## [Task details]
Gather every row below that contains the word "distant" and copy each one out. Case counts, so a row matches only if its capitalization is the same.

## [Records for this exercise]
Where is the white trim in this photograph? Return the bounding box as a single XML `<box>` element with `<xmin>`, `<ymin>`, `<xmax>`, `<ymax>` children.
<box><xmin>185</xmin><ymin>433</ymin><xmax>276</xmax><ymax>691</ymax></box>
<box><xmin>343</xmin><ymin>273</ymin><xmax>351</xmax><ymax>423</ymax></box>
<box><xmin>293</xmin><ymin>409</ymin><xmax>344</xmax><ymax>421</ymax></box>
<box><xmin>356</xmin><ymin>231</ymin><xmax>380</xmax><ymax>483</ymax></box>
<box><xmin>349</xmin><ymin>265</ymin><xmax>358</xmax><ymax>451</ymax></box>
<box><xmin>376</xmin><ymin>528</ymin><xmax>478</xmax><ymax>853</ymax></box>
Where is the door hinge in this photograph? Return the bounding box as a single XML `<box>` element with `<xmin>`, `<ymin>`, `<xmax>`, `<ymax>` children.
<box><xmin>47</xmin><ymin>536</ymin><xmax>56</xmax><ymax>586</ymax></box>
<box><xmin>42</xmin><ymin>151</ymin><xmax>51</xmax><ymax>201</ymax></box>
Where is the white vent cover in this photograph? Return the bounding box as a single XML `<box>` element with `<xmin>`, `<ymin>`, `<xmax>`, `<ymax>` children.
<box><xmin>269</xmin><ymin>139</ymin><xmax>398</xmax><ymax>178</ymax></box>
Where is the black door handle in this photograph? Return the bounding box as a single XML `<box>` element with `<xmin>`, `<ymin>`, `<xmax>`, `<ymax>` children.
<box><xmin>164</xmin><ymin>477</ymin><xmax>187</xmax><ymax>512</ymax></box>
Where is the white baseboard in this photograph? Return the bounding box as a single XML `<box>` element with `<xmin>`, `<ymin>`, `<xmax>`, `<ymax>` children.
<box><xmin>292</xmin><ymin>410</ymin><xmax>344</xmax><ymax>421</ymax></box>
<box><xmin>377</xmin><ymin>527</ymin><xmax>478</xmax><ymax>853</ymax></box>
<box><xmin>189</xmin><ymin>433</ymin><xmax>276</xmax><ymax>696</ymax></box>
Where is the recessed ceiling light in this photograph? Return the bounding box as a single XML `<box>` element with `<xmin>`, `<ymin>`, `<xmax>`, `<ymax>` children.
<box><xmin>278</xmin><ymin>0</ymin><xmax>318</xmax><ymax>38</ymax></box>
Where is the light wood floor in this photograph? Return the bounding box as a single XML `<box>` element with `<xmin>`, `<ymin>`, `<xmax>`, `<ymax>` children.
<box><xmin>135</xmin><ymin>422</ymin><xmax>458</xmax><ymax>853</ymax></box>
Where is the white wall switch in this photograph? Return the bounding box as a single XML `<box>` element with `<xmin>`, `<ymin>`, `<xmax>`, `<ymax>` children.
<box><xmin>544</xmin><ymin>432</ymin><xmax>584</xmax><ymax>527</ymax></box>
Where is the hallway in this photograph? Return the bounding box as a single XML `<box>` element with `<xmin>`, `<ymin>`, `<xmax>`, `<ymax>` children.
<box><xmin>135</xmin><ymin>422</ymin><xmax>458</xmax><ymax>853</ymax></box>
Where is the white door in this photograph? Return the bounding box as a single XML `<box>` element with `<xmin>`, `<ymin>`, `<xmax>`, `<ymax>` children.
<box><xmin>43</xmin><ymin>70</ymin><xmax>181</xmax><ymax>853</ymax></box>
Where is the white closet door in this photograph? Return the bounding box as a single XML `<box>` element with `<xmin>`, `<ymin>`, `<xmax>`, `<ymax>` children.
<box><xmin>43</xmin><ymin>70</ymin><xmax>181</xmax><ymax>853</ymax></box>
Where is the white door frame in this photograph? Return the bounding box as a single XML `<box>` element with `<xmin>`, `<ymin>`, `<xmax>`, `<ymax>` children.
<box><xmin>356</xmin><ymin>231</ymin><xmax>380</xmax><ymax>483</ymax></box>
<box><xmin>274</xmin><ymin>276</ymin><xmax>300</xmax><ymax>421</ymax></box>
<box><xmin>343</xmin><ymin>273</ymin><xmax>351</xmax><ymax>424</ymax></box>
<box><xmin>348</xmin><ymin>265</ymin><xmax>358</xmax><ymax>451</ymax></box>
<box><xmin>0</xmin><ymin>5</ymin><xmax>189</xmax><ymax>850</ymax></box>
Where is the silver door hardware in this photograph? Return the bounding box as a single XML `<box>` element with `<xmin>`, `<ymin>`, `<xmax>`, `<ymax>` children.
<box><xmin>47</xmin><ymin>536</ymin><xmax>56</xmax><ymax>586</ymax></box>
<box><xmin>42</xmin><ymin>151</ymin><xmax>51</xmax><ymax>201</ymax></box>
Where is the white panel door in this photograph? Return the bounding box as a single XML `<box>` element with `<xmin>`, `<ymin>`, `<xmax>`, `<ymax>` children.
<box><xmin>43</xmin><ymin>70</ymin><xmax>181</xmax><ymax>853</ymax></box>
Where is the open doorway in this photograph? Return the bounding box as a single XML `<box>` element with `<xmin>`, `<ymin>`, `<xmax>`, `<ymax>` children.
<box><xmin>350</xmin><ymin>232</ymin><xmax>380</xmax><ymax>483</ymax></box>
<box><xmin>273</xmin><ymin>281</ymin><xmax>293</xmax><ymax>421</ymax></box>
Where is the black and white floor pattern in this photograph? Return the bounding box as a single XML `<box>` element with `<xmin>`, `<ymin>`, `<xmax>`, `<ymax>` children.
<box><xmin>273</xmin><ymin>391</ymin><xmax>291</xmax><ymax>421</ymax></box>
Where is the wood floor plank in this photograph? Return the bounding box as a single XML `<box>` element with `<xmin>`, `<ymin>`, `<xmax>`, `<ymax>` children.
--
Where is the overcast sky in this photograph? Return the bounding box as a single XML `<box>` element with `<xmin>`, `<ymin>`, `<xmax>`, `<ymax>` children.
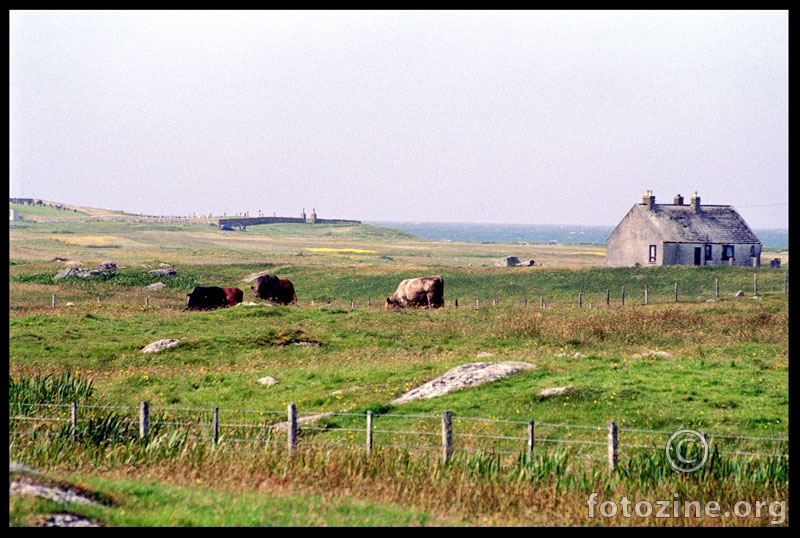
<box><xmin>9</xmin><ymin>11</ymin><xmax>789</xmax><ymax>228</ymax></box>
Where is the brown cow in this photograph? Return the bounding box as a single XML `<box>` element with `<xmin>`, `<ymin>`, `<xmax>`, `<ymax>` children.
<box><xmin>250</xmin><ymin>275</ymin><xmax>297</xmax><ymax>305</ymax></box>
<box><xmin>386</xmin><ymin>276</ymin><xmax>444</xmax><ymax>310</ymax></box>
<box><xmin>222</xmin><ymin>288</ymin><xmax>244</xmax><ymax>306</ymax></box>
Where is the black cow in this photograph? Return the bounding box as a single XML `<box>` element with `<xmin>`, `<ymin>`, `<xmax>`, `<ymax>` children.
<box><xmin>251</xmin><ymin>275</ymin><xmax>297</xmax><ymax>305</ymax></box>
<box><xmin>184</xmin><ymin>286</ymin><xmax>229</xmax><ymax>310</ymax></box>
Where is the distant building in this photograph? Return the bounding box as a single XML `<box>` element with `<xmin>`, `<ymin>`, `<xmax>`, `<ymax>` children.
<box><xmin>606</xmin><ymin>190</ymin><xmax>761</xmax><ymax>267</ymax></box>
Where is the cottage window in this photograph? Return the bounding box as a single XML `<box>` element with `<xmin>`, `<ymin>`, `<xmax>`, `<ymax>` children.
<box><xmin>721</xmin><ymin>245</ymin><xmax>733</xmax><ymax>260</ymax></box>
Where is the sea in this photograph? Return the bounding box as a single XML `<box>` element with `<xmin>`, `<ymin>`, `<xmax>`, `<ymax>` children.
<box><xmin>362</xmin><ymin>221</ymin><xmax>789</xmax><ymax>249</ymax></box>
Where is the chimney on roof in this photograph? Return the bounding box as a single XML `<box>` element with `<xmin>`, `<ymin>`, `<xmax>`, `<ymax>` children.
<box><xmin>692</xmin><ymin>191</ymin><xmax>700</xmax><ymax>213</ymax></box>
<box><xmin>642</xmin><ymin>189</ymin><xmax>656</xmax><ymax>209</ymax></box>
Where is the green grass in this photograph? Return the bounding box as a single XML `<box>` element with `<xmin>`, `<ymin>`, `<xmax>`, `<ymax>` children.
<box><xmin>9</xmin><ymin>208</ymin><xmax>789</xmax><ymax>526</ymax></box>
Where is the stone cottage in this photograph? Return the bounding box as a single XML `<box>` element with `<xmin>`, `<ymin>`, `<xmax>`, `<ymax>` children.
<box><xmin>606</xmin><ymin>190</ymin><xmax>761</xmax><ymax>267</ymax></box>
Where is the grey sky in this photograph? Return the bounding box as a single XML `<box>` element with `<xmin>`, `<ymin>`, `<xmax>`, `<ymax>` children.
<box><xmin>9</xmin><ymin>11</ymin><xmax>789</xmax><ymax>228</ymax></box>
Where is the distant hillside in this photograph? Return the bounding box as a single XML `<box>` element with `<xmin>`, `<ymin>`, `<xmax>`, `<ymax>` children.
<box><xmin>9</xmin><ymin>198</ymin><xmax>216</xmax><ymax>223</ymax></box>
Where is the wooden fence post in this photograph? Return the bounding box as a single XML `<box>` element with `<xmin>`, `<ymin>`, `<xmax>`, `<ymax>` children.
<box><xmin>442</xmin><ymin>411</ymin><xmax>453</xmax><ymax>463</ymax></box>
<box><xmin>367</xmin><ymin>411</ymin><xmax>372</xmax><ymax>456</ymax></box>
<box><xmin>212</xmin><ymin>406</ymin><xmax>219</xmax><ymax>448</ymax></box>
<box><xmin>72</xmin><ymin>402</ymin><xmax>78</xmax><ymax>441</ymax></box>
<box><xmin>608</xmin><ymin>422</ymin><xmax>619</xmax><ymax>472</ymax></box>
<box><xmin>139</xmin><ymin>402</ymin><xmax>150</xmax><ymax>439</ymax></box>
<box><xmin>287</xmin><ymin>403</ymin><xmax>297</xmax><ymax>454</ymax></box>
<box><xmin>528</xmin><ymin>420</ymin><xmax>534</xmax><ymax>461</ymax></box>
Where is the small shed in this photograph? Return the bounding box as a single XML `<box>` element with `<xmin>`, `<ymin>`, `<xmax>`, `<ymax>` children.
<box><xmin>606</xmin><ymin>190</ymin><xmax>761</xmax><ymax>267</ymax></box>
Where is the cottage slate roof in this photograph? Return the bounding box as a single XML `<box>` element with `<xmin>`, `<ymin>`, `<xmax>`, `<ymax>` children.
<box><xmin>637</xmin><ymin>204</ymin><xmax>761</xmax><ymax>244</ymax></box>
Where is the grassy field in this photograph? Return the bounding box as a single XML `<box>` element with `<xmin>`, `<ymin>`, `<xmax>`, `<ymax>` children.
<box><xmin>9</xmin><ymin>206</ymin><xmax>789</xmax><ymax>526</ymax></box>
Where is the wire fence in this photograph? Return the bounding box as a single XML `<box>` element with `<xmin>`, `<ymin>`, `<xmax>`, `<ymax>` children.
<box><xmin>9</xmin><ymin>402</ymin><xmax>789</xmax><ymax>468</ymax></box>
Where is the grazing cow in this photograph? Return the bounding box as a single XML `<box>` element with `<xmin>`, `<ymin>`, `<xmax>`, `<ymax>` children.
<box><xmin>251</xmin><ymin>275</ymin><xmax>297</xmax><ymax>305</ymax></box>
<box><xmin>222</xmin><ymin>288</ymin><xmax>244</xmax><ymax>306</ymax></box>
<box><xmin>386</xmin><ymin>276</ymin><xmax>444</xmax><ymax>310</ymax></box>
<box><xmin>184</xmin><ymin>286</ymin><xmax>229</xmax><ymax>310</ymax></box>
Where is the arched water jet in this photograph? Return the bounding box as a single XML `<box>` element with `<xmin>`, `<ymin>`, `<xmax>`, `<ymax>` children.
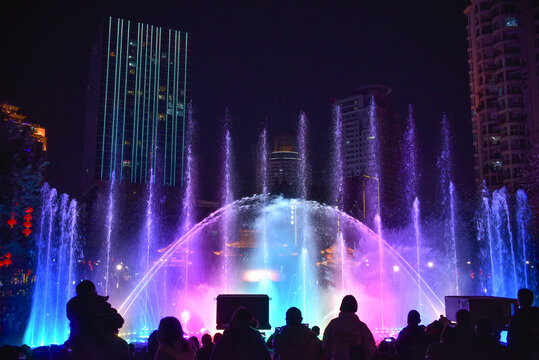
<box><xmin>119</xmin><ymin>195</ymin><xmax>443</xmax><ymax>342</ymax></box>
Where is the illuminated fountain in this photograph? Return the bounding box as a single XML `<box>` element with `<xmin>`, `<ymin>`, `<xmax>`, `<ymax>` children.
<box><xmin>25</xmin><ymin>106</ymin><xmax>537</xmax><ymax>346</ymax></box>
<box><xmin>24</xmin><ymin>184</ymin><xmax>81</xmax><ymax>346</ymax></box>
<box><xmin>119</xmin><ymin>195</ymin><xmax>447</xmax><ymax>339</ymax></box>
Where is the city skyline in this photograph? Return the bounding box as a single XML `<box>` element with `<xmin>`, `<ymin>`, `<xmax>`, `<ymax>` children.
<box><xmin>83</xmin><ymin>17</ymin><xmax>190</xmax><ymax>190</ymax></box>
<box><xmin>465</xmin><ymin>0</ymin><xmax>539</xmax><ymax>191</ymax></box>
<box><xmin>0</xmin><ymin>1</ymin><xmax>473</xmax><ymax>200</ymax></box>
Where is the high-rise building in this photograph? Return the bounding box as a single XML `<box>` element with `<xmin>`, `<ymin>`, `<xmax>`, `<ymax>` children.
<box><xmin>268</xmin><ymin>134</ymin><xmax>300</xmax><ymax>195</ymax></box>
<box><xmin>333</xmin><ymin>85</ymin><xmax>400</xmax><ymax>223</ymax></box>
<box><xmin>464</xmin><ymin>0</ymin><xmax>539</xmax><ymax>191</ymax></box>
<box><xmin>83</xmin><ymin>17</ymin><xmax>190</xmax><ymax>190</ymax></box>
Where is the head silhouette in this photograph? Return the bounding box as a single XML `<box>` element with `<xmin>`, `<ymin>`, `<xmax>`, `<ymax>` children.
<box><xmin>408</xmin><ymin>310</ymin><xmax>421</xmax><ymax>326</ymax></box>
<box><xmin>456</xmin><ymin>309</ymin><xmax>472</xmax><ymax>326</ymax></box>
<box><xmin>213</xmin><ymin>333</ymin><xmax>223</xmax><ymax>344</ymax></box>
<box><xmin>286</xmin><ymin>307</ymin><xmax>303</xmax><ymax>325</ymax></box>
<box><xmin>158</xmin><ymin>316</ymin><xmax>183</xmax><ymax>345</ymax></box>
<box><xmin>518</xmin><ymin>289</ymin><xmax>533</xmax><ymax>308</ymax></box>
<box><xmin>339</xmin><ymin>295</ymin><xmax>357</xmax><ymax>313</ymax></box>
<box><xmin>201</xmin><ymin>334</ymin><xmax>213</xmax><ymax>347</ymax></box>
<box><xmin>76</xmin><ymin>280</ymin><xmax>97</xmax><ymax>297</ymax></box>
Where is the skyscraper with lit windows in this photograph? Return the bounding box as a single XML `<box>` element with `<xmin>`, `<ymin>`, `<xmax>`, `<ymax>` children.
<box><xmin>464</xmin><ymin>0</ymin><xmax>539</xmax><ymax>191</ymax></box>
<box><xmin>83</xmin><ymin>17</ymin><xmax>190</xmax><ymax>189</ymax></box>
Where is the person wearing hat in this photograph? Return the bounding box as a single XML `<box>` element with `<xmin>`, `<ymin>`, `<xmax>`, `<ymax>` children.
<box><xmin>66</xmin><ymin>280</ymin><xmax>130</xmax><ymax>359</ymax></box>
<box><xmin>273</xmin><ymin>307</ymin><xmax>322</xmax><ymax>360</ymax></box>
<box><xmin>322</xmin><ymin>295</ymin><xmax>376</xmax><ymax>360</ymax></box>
--
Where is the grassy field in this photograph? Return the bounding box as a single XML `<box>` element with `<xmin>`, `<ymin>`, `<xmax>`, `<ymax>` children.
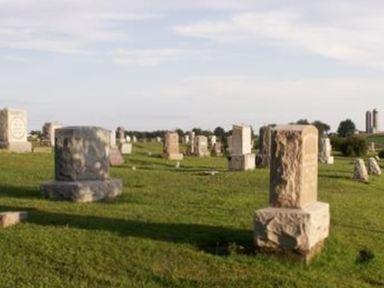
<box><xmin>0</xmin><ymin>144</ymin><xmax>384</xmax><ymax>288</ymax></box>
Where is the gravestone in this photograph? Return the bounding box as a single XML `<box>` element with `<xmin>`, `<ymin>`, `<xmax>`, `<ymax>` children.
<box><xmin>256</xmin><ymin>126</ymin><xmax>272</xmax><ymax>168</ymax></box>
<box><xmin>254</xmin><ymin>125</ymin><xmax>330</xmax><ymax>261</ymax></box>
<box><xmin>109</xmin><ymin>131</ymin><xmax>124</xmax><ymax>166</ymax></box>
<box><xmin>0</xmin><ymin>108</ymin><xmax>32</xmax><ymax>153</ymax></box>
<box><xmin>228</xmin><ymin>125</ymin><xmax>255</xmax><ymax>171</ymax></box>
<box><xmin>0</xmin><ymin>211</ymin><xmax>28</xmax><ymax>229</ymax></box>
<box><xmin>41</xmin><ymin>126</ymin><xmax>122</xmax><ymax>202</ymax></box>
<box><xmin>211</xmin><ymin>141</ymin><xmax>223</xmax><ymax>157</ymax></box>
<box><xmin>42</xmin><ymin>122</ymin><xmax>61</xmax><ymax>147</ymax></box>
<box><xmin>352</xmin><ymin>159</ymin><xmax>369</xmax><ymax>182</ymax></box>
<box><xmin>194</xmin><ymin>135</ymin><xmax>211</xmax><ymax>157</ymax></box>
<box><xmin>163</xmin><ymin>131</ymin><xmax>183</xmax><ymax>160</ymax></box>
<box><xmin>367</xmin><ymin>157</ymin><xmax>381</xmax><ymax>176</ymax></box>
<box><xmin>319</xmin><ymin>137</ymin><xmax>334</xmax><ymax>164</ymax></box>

## [The output]
Where is the distant building in this photograph? Return the bounding box as a single XML `<box>` element with `<xmin>`, `<ymin>`, `<xmax>`, `<ymax>` children.
Where is the distant hillside in this photograph? Return the bounding box as a single XML `<box>` element with `<xmin>`, `<ymin>`, `<xmax>`, `<ymax>` children.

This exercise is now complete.